> SUPPLIED ENTRIES
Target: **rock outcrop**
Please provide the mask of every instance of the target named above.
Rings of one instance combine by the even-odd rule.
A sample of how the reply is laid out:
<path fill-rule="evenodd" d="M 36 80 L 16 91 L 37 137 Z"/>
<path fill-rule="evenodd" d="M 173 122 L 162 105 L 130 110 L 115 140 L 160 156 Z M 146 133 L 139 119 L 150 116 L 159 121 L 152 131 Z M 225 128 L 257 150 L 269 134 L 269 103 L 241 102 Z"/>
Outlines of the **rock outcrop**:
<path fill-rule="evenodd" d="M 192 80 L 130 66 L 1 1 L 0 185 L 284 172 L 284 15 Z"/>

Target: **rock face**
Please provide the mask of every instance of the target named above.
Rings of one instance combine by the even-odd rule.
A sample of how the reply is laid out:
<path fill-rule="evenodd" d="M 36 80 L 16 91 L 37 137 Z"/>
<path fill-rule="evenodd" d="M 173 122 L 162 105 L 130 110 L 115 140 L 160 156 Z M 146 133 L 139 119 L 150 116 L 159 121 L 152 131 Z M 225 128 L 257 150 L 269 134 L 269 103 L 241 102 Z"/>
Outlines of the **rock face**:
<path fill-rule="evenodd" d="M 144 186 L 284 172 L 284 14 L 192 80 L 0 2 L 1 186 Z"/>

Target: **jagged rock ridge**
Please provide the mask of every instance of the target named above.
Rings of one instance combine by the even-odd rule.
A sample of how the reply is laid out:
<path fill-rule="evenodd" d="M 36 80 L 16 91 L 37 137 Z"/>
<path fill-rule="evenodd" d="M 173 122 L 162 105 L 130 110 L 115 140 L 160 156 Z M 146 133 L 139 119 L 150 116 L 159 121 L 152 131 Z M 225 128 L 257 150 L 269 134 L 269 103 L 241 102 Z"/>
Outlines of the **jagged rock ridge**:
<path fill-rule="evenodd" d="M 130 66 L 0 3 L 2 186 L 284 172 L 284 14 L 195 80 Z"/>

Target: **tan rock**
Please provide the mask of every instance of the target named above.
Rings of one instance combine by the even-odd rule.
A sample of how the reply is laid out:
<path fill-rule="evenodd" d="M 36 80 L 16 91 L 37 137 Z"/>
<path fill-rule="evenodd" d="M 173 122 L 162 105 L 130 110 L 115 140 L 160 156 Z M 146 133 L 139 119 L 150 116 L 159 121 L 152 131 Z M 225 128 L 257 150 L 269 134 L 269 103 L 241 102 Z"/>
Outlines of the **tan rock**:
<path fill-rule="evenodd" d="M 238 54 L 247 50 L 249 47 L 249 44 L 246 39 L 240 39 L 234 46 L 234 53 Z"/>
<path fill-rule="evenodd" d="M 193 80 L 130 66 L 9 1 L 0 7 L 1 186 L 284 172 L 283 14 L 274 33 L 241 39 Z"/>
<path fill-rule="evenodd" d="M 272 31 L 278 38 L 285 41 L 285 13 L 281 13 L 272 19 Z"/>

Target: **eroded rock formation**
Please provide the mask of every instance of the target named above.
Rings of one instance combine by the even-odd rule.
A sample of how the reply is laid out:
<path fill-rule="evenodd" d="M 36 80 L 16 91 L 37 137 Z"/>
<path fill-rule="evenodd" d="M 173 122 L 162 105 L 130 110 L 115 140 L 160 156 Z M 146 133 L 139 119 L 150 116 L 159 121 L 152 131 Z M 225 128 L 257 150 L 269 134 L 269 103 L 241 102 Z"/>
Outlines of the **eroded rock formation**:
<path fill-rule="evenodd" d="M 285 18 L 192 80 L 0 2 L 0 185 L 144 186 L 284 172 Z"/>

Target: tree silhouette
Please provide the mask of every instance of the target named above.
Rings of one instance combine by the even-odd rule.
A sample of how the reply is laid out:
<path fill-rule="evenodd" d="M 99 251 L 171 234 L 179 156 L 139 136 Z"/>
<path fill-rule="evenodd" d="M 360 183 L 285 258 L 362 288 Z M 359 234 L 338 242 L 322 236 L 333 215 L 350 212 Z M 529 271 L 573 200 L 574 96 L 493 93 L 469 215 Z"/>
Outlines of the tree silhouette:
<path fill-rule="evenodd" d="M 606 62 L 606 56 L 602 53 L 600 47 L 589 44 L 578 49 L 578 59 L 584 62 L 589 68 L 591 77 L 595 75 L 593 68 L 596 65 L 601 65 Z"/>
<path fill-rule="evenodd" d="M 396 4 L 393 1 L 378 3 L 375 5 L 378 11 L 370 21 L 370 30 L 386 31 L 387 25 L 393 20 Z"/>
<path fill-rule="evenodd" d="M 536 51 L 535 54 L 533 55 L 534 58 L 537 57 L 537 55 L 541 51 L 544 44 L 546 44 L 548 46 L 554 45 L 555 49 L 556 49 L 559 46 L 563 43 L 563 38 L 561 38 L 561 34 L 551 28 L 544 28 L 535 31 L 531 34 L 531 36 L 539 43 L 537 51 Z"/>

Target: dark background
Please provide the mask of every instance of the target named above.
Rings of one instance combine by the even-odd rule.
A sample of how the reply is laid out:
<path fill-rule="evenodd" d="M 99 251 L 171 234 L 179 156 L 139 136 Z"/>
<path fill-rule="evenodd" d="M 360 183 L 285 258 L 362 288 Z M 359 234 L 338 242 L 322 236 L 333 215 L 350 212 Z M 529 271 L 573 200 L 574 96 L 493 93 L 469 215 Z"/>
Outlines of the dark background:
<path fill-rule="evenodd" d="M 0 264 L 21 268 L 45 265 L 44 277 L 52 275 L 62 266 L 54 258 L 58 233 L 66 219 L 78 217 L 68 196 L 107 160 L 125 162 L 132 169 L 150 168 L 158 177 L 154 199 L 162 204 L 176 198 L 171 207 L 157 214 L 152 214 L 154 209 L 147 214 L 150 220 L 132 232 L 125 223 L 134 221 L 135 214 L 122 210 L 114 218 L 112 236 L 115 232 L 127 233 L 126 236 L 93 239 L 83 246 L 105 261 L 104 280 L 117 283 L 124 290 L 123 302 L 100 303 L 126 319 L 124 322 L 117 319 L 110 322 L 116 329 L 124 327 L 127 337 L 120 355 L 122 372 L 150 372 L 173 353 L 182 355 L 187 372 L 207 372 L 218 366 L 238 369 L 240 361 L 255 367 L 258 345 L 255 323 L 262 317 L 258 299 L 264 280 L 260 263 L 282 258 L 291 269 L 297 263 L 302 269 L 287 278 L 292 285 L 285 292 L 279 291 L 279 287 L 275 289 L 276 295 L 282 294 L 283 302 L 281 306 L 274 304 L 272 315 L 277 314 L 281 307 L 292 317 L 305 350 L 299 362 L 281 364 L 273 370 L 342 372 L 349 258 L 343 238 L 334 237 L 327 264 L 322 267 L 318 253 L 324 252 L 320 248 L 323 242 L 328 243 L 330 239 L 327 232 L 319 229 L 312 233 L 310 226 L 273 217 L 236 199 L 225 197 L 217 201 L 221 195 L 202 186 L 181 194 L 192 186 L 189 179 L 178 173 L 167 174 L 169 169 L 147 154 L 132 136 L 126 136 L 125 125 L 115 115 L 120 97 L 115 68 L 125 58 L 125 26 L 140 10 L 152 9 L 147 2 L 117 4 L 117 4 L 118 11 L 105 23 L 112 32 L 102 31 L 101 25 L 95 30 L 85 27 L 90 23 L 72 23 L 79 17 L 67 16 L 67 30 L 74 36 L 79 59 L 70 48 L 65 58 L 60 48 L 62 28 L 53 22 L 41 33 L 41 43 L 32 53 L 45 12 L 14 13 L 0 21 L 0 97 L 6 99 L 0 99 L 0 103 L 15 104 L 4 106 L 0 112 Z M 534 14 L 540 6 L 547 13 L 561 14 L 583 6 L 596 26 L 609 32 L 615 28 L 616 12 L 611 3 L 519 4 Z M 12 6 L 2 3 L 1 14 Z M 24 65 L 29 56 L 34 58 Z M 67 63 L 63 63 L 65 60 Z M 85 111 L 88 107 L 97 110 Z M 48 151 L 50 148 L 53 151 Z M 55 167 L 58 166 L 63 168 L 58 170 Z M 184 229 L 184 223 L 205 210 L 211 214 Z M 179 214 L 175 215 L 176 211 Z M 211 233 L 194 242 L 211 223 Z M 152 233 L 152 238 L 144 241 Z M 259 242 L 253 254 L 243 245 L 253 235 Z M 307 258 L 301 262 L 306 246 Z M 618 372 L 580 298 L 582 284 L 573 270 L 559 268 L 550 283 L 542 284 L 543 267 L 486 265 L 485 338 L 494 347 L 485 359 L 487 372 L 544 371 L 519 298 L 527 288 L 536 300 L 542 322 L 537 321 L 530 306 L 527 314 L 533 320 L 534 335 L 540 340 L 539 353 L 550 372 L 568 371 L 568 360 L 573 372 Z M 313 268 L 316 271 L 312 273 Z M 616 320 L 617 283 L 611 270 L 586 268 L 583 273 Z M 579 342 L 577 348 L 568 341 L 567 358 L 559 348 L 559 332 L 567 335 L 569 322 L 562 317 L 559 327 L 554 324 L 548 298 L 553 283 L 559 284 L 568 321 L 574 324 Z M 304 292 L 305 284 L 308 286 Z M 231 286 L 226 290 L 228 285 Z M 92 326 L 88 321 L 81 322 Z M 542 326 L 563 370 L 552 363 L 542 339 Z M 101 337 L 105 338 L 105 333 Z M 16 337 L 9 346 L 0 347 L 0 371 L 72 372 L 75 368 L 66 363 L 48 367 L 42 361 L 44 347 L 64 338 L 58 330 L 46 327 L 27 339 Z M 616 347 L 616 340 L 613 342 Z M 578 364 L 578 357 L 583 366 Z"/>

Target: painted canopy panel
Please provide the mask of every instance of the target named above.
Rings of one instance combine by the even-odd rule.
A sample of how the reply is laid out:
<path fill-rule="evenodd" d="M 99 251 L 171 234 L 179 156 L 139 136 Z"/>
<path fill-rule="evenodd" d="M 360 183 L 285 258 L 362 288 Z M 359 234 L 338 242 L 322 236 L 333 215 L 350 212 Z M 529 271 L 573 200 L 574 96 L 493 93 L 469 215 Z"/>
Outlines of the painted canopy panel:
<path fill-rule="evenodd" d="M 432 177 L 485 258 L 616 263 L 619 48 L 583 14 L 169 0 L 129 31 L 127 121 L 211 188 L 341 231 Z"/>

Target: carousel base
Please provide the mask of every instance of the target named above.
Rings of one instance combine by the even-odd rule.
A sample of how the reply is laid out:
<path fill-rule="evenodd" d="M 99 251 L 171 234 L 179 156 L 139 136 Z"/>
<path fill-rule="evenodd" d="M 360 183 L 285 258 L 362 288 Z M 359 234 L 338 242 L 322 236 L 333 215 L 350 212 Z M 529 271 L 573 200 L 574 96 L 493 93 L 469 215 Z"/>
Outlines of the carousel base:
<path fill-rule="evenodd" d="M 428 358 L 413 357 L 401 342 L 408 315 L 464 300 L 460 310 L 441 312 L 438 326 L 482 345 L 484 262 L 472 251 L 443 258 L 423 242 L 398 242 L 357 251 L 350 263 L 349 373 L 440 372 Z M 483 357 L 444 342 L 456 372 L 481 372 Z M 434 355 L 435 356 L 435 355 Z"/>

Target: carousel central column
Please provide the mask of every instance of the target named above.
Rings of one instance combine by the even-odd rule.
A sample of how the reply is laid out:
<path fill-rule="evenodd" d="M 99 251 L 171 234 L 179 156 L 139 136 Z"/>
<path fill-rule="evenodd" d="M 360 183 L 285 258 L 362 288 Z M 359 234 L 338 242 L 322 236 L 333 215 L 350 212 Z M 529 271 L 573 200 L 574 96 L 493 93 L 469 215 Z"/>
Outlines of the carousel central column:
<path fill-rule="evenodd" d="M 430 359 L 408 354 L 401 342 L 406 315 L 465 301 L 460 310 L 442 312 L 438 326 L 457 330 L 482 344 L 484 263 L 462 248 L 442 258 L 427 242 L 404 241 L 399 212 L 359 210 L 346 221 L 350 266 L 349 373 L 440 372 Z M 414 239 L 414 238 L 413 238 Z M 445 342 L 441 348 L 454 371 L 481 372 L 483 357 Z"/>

> SET EXERCISE
Rewrite the lines between the one holding "Target: **eroded rock formation**" and the one holding "285 18 L 192", inclusive, switching "eroded rock formation" to "weathered rock formation" and leaving everything else unchanged.

> COMPLETE RESPONSE
Target: **weathered rock formation**
Please provide the mask of every instance of the target named above.
Rings of one instance combine by the even-odd rule.
A sample of how the reply is laid out:
<path fill-rule="evenodd" d="M 36 80 L 16 91 L 37 137 Z"/>
<path fill-rule="evenodd" d="M 173 122 L 162 105 L 130 110 L 115 140 L 160 156 Z M 146 133 L 139 119 L 150 116 L 159 121 L 152 131 Z M 225 128 L 257 150 L 269 134 L 269 103 L 241 102 Z"/>
Outlines of the **weathered rock formation**:
<path fill-rule="evenodd" d="M 285 18 L 192 80 L 0 2 L 0 185 L 144 186 L 284 172 Z"/>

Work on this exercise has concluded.